JpGU-AGU Joint Meeting 2020

Presentation information

[E] Poster

P (Space and Planetary Sciences ) » P-EM Solar-Terrestrial Sciences, Space Electromagnetism & Space Environment

[P-EM12] Coupling Processes in the Atmosphere-Ionosphere System

convener:Huixin Liu(Earth and Planetary Science Division, Kyushu University SERC, Kyushu University), Yuichi Otsuka(Institute for Space-Earth Environmental Research, Nagoya University), Yue Deng(University of Texas at Arlington), Loren Chang(Institute of Space Science, National Central University)

[PEM12-P22] Variations of the Earth's magnetic field during fall of the Tunguska and Chelyabinsk bolides: analogies and differences

*Ravil Rakhmatulin1 (1.Institute of Solar-Terrestrial Physics, SB RAS)

**Given instruction**:
Repeat the conference listing word for word, from "convener:Huixin Liu(Earth and" to "National Central University)". The entries below are separate material and have no connection to the conference listing.

**Entries supplied**:
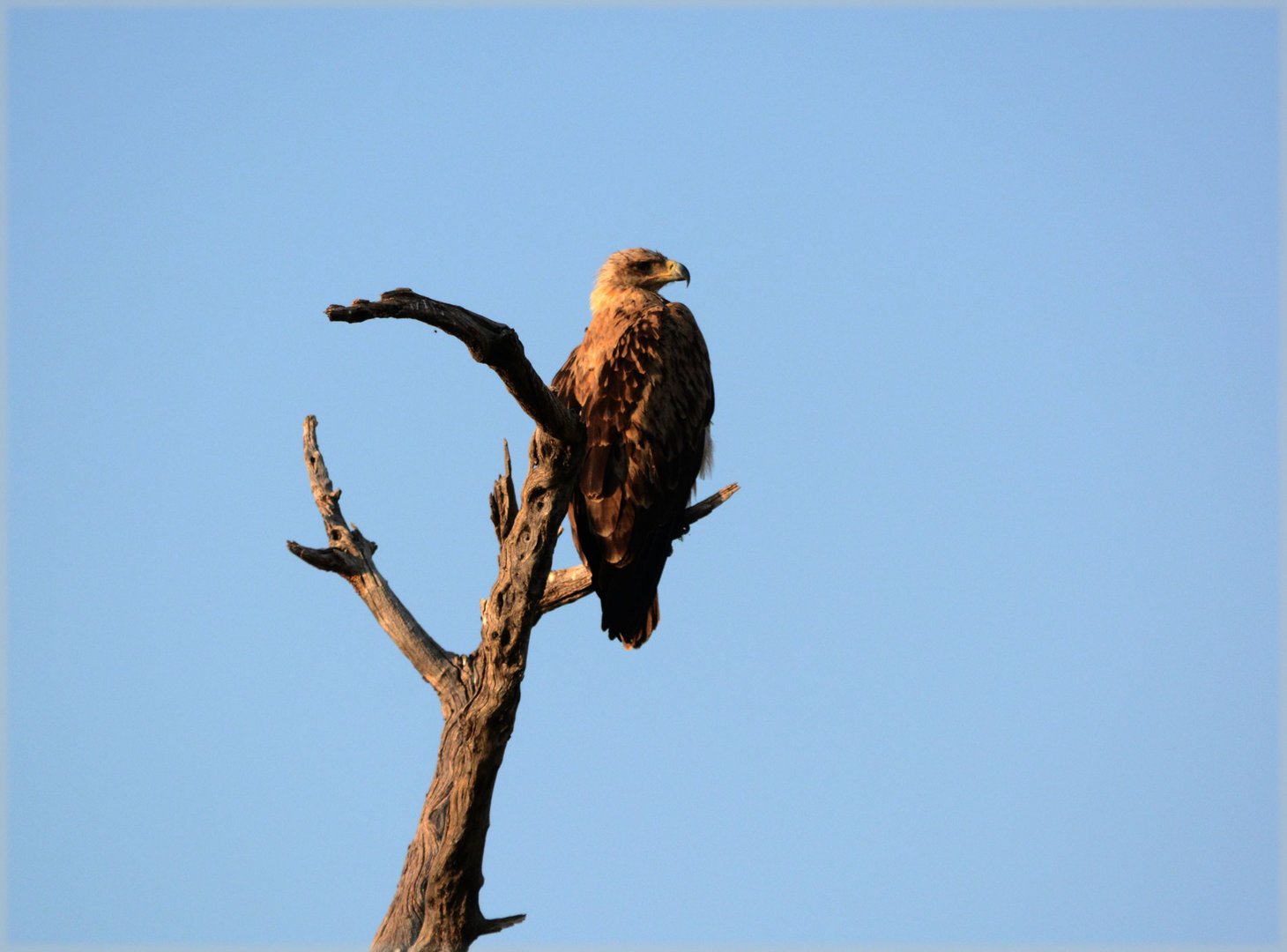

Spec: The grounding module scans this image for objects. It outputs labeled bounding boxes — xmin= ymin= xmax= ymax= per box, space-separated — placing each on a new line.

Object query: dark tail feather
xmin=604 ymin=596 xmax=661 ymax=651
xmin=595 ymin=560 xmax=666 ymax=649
---
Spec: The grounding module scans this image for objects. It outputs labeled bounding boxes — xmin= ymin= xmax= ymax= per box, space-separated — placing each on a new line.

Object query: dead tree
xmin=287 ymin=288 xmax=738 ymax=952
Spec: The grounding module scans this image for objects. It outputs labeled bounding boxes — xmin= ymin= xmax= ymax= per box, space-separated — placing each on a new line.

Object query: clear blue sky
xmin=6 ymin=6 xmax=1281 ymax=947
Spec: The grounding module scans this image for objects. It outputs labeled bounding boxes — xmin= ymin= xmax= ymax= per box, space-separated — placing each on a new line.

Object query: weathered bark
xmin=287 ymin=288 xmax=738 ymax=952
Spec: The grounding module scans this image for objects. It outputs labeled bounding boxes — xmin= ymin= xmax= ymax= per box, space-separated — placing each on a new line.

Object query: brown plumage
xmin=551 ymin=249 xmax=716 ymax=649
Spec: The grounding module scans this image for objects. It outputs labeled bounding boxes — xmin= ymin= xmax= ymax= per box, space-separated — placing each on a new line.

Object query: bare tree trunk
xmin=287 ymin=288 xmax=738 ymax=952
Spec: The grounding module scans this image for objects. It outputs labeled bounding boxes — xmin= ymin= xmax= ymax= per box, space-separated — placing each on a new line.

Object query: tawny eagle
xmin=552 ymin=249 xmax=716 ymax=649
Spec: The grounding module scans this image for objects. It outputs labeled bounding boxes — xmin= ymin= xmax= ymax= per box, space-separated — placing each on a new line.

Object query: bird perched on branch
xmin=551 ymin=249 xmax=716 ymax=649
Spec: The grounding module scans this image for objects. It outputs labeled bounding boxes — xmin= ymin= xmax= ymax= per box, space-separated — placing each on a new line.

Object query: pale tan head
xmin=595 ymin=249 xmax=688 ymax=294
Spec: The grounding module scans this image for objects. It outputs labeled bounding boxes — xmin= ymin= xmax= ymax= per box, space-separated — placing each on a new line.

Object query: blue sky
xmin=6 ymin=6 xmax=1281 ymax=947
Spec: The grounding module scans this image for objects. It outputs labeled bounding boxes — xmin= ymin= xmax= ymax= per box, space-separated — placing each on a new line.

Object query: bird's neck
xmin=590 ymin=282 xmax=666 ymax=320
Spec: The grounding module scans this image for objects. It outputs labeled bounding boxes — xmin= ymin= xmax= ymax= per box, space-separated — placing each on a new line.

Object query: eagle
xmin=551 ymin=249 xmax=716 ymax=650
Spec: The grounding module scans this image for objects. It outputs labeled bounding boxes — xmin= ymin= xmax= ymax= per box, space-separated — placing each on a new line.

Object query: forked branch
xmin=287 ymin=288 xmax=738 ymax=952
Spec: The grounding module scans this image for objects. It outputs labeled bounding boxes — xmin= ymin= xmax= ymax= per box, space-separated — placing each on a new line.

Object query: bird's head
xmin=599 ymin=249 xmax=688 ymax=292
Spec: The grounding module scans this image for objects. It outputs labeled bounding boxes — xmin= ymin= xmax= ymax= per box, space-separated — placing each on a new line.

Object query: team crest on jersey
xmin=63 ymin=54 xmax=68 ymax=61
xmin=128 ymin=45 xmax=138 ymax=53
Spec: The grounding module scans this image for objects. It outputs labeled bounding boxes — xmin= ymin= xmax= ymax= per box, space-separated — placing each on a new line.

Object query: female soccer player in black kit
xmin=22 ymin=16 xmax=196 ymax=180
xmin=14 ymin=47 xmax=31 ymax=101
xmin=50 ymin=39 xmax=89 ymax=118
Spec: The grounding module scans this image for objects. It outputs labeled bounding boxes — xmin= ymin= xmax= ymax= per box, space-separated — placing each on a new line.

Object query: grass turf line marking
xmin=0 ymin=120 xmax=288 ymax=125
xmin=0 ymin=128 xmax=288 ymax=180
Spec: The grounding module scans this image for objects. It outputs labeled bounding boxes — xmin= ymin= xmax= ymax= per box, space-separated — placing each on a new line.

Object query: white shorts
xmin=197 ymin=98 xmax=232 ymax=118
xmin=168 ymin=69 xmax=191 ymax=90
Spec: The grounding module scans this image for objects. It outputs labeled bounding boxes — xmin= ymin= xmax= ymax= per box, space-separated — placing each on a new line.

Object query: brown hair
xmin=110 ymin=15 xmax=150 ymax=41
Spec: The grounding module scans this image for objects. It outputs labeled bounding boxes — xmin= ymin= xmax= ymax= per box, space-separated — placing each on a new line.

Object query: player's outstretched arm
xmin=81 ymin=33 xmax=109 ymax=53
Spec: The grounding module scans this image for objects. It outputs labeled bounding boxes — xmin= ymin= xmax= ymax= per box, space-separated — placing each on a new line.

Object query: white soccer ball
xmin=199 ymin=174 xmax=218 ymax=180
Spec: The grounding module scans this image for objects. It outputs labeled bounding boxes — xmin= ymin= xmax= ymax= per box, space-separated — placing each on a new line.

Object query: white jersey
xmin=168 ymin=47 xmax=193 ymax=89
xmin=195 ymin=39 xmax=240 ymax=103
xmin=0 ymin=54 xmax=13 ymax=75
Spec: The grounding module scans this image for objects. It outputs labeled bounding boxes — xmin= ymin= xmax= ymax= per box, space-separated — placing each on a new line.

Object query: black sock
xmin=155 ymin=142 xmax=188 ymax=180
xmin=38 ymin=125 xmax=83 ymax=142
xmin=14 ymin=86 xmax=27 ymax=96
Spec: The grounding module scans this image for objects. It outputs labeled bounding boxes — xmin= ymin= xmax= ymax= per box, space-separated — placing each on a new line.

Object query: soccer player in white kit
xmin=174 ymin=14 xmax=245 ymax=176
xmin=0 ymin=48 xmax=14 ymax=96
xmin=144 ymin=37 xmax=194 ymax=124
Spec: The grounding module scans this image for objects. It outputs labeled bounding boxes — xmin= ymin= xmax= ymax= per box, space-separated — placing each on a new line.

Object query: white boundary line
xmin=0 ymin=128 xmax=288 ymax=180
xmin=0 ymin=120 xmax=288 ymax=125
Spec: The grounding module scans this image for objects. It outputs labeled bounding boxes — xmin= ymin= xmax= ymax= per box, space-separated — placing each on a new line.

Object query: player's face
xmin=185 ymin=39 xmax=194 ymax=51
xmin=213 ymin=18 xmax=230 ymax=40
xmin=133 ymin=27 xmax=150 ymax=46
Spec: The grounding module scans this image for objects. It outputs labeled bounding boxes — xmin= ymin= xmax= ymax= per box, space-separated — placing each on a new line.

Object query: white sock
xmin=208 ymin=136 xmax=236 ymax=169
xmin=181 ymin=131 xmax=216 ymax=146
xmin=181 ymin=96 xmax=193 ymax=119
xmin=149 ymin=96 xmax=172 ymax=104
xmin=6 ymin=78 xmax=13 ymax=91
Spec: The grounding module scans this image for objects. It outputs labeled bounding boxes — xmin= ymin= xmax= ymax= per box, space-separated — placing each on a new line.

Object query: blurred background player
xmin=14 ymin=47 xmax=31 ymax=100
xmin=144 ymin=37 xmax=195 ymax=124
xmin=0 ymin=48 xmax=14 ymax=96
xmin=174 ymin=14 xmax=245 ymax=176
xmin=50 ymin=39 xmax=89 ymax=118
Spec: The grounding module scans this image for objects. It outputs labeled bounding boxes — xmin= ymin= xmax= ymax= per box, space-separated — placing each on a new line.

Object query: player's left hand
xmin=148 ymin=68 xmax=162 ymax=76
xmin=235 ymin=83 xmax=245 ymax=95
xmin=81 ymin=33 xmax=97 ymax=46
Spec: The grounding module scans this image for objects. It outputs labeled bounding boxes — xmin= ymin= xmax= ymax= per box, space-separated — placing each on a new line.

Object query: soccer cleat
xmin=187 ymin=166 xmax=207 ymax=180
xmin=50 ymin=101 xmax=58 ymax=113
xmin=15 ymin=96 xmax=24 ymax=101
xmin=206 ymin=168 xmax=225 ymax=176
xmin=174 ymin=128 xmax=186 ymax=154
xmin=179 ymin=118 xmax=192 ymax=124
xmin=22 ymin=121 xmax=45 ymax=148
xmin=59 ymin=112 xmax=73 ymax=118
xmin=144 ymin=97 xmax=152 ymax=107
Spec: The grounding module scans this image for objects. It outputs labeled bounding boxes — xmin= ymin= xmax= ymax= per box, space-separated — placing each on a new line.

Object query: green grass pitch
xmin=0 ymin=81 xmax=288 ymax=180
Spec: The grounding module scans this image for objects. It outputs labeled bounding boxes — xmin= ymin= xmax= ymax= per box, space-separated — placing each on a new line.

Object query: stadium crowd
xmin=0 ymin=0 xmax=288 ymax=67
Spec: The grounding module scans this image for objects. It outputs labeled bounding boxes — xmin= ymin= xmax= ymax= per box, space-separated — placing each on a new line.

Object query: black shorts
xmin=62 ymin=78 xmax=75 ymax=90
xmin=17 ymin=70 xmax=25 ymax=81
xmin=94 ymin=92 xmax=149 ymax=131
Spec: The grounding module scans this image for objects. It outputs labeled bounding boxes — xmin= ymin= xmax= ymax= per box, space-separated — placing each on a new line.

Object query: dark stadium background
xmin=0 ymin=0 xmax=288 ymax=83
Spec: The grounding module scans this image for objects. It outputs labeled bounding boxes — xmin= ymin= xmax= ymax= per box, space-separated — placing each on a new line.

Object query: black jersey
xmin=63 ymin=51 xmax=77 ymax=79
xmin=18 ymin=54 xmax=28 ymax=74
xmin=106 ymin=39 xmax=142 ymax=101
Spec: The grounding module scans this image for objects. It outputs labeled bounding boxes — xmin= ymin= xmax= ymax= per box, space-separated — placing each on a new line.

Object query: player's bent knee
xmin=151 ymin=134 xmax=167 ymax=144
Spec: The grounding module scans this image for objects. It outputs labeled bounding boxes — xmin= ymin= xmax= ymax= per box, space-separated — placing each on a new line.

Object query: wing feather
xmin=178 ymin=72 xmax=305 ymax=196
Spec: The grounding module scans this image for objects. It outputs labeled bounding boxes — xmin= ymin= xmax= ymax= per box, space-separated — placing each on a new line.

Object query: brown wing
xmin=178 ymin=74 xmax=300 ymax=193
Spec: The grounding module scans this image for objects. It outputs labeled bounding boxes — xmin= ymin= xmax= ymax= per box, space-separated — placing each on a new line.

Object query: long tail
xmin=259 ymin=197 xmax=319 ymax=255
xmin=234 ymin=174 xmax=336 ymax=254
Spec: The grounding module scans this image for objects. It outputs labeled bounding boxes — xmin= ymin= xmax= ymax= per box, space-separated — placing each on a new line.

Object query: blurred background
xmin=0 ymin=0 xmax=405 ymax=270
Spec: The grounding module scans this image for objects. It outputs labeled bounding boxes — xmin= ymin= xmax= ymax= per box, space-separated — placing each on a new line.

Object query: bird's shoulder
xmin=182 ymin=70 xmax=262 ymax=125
...
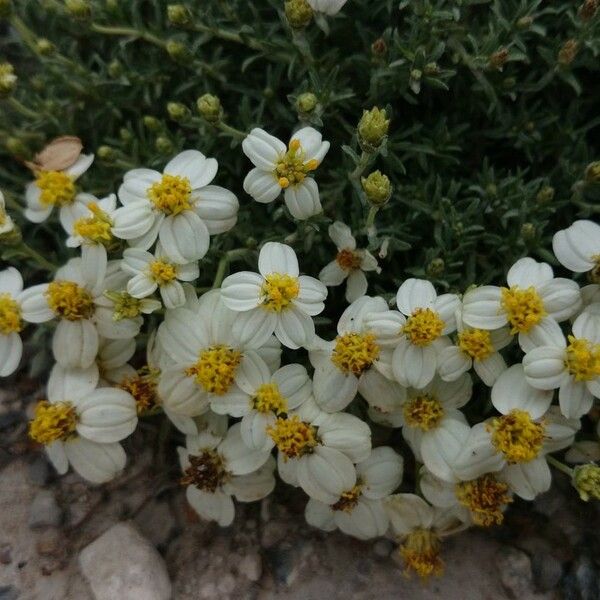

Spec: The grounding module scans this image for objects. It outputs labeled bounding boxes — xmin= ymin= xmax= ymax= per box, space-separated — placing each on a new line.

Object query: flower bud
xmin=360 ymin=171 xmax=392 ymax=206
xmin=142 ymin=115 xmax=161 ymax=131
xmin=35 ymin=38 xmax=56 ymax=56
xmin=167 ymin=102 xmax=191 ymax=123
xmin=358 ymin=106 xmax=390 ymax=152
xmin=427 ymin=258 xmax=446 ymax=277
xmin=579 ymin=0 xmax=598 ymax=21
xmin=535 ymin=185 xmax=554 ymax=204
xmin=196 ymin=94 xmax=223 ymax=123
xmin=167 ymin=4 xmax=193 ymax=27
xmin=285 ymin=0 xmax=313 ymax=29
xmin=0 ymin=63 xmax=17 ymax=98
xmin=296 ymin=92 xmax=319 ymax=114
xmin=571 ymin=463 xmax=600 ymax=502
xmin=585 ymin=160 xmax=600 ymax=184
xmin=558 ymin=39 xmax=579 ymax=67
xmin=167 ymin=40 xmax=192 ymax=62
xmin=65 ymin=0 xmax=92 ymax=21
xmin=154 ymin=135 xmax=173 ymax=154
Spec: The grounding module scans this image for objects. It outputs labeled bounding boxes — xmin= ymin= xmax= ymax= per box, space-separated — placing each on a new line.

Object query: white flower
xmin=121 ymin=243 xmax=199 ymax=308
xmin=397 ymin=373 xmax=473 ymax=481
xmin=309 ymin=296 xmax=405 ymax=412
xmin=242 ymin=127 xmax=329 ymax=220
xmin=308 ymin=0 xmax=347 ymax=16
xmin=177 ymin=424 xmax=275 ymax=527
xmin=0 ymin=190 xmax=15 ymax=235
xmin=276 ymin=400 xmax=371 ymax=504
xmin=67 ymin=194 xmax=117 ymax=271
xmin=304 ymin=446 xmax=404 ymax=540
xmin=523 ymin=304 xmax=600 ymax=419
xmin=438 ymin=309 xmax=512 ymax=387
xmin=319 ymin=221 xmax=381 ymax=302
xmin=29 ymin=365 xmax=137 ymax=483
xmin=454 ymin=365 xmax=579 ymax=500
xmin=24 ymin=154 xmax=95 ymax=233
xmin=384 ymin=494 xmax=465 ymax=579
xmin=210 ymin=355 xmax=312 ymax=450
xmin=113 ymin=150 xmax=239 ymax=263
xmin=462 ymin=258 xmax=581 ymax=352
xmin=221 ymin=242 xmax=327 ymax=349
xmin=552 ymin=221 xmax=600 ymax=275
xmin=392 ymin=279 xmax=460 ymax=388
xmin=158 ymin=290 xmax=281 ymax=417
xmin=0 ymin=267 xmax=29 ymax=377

**Solved exercise**:
convener:Huixin Liu(Earth and Planetary Science Division, Kyushu University SERC, Kyushu University), Yuichi Otsuka(Institute for Space-Earth Environmental Research, Nagoya University), Yue Deng(University of Texas at Arlington), Loren Chang(Institute of Space Science, National Central University)